Task goal
Pick out and copy each line in the records below that contains the string "crest". Case counts.

-------- Stored rows --------

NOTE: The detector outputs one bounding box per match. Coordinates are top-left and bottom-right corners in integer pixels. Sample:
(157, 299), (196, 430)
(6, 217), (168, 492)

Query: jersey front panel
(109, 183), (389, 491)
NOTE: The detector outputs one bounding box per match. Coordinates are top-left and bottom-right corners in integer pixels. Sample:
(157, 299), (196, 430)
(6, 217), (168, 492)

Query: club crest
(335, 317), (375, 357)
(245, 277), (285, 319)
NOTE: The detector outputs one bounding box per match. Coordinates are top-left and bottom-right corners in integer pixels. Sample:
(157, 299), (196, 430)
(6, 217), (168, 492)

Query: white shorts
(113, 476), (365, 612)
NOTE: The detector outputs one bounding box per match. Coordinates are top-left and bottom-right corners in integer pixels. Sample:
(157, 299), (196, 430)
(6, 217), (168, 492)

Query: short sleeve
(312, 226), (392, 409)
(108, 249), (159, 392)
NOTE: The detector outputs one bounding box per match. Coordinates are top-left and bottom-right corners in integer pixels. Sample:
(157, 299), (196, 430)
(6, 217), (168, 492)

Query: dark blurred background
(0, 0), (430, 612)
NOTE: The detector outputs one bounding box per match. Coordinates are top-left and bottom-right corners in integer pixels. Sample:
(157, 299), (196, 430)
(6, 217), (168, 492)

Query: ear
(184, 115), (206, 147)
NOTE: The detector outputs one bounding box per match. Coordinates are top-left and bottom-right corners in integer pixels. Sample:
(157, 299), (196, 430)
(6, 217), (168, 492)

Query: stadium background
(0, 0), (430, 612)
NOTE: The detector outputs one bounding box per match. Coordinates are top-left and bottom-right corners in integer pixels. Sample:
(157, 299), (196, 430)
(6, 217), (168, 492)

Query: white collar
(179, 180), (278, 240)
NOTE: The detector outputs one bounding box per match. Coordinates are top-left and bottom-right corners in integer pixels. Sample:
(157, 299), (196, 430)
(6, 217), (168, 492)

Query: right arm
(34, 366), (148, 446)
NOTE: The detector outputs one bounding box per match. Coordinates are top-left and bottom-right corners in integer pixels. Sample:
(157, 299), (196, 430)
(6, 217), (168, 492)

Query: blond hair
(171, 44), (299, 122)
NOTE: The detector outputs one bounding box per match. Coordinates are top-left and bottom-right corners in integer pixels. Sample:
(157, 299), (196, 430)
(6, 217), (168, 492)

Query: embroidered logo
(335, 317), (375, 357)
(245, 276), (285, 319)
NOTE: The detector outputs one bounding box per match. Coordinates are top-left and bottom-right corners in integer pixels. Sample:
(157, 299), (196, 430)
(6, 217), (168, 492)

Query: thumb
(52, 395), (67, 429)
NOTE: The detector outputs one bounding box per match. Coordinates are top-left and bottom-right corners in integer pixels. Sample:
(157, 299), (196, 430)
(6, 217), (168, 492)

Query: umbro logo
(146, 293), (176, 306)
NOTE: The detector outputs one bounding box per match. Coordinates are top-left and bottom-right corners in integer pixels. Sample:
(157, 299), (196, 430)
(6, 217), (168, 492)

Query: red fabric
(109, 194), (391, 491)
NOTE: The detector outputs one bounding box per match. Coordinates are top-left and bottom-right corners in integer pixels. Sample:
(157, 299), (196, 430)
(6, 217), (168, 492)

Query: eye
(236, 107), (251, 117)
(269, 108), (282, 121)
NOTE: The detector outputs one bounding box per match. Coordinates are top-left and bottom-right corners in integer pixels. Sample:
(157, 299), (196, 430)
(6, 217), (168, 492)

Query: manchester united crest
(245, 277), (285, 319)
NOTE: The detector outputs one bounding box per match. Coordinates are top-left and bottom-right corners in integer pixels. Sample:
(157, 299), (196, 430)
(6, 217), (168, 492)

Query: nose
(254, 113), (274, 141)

--------

Answer for this exercise
Query: club crest
Query: manchester united crest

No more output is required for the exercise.